(Pointing records)
+ + + + + + +

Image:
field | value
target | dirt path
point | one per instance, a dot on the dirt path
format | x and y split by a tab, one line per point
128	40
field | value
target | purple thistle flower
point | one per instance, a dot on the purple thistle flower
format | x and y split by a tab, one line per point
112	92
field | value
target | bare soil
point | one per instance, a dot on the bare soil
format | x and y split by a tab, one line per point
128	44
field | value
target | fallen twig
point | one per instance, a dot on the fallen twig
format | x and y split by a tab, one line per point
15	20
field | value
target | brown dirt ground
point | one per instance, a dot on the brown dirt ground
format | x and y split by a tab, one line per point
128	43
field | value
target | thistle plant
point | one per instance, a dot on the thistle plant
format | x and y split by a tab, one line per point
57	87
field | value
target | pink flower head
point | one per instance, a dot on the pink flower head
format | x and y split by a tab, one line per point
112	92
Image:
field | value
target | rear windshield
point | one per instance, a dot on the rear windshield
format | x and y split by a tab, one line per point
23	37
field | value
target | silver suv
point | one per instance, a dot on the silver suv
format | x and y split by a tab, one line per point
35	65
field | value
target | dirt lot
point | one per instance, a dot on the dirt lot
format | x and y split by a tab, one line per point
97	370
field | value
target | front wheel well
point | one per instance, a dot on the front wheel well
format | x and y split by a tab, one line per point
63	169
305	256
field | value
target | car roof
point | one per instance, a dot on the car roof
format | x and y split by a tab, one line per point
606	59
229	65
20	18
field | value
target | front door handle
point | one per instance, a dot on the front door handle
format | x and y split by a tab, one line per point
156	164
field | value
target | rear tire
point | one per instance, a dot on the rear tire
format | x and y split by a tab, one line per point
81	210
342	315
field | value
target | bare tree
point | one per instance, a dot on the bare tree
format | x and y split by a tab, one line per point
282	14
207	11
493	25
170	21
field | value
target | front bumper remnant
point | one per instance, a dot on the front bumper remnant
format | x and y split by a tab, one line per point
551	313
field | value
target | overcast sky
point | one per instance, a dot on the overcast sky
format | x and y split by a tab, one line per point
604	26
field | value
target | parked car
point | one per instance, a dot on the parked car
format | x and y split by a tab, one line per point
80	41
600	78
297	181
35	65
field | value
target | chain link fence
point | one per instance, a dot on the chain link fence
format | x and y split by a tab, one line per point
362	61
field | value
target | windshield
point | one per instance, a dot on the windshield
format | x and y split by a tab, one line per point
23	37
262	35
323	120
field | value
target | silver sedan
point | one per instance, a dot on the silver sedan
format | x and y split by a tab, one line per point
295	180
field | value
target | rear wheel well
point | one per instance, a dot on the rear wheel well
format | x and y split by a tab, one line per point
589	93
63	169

+ + + + + + +

▸ PROBLEM STATEMENT:
Repeat every record exactly as written, please.

▸ FINAL RESULT:
Image:
field | value
target | dirt path
point | one per instance, a dot on the dirt path
format | x and y split by a tab, one line per point
128	40
field | value
target | purple thistle flower
point | one per instance, a dot on the purple thistle flower
format | x and y split by a tab, one line per point
112	92
field | value
target | bare soil
point | one per instance, a dot on the bare soil
format | x and y split by a tab, one line per point
128	44
field | value
target | fallen twig
point | one per instance, a dot on the fallen twig
format | x and y split by a tab, one line per point
15	20
field | value
target | brown dirt ground
point | one per instance, a dot on the brown dirt ground
format | x and y split by a tab, one line per point
128	43
field | value
target | thistle plant
point | one per instance, a dot on the thistle plant
format | x and y split by a tab, one line per point
57	87
field | value
target | pink flower head
point | one per instance, a dot on the pink flower head
format | x and y split by a tab, one line per point
112	92
Image:
field | value
target | rear windshield
point | one per instance, a dot on the rear windshield
format | x and y split by a tab, one line per point
23	37
field | value
target | silver suv
point | one per instance, a dot on the silver suv
format | x and y split by a tab, one line per point
35	65
field | value
target | dirt lot
point | one per instance, a dot on the dirt lot
format | x and y split by a tab, one line per point
97	370
field | value
target | front wheel well
point | one per instance, a dot on the front wheel well
format | x and y split by a tab, one line per point
63	169
305	256
field | value
target | car roof
point | one per instance, a dot on the car roof
format | x and y split by a tab, one line per point
606	59
229	65
20	18
field | value
target | front door handle
point | one per instance, a dot on the front door handle
format | x and y split by a tab, one line per point
156	164
field | value
target | rear tire
point | one per instance, a dot on the rear tire
format | x and y split by a tab, one line per point
81	210
342	315
field | value
target | bare tree
point | one per instance, a dot on the bare tree
format | x and y split by a tab, one line per point
282	14
207	11
493	25
170	21
field | value
target | front bumper remnant
point | one per instance, a dot on the front bumper remnant
format | x and y split by a tab, one line per point
551	313
field | value
target | overcast sky
point | one per instance, a dot on the overcast sky
format | x and y split by a tab, one line per point
604	26
field | value
target | parked car
point | one per instance, a dot on the parked car
format | x and y split by a tab, one line per point
80	41
600	78
297	181
35	65
field | value
target | chain link fence
point | one per instance, a dot on the chain link fence
format | x and y split by a tab, one line per point
362	61
field | value
target | windshield
point | one per instance, a dot on the windshield
format | x and y split by a tab, one line per point
23	37
262	35
323	120
field | value
target | silver sedan
point | one per instance, a dot on the silver sedan
format | x and y split by a tab, one line per point
295	180
field | value
target | rear wheel well
point | one per instance, a dot on the rear wheel well
format | x and y split by a tab, one line per point
589	93
63	169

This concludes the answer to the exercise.